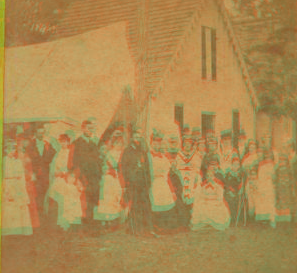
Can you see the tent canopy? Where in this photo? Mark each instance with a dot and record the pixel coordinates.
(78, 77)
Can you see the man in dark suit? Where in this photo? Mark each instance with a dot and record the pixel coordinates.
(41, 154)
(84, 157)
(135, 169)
==
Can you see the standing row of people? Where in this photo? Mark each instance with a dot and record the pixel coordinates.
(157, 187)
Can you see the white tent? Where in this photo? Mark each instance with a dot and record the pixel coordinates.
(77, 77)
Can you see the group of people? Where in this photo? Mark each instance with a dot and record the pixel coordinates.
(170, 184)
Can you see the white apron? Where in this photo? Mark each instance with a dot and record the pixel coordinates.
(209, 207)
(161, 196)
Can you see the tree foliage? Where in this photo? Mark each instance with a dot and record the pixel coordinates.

Set problem
Rewrite the rows starting at the line that contains "Can you see the white tent?" and ending at the line that contains "Can you see the tree", replacing "photo" with "image" and leaving everything else unchanged.

Result of this task
Can you see the white tent? Where in this image? Mark each instance with a dot and record the pixel coordinates.
(77, 77)
Can you see the group of people? Where in this image? Mark each instance with a dot and record the pixel coordinates.
(170, 184)
Can you see the white apron? Where in this image? Mark each instance with a dot and record the pixel coordinates.
(209, 207)
(161, 196)
Can you see the tree foliage? Where in this image? Mark each instance with a dot and record the pixel coordinates.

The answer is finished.